■ Exercise
Could you set down, word for word, everything in the records below from the line that contains "Put a dot on each instance of the light" down to the last line of the records?

Records from a data source:
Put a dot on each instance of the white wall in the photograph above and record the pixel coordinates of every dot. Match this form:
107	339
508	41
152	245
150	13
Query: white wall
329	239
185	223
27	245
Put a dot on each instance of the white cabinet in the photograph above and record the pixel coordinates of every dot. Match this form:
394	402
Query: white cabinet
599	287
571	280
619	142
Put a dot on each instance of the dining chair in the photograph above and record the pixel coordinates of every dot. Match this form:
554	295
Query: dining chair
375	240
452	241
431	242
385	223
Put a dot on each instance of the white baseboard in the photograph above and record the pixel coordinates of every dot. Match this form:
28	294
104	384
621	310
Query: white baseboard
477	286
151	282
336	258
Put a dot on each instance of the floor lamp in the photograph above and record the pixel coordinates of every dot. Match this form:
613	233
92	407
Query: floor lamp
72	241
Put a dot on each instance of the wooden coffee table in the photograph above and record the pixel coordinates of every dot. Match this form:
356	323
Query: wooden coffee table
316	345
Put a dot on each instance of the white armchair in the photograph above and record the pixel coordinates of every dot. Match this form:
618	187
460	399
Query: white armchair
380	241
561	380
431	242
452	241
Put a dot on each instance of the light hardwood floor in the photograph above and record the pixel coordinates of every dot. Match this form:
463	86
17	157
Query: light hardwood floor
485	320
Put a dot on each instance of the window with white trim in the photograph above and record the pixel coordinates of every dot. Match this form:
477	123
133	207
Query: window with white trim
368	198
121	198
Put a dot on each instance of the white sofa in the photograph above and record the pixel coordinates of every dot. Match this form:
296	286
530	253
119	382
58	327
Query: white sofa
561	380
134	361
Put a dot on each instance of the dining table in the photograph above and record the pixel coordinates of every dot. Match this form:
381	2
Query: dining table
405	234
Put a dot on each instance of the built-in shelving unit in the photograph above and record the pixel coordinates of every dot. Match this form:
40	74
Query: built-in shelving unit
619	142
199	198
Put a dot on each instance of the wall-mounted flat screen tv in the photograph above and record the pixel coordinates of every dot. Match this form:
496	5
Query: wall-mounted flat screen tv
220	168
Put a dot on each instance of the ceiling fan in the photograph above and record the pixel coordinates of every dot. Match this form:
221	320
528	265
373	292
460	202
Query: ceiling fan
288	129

■ The output
Put a dot on each instance of the light hardwood floor in the photograph above and record the pixel coordinates of every dot. Match this form:
463	86
17	157
Query: light hardwood floor
485	320
Put a dot on each instance of the window with white trim in the photograph above and record the pixel coordinates of every dot. Match this form:
477	123
133	207
Query: window with white trim
368	198
121	198
Put a dot on each instance of the white sofa in the photograph above and record the pixel coordinates of every dot. Match this form:
296	286
530	253
119	382
58	327
Query: white sofa
561	380
134	361
Put a dot on each instance of the dining table in the photograph above and record the pixel coordinates of every dot. Match this form:
381	2
Query: dining table
405	234
Put a dot on each instance of the built-in shelving unit in the photograph above and record the pixel coordinates of every dot. Match this form:
40	74
Query: built-in shelving unit
619	142
199	198
Put a dot on each instance of the wall-mounted flat screen tv in the photograph above and record the pixel coordinates of every dot. Match this form:
496	5
Query: wall-mounted flat screen tv
220	168
Put a dot on each instance of the ceiling fan in the photograph above and record the pixel coordinates of every dot. Match this form:
221	320
528	265
373	292
460	202
Query: ceiling fan
288	129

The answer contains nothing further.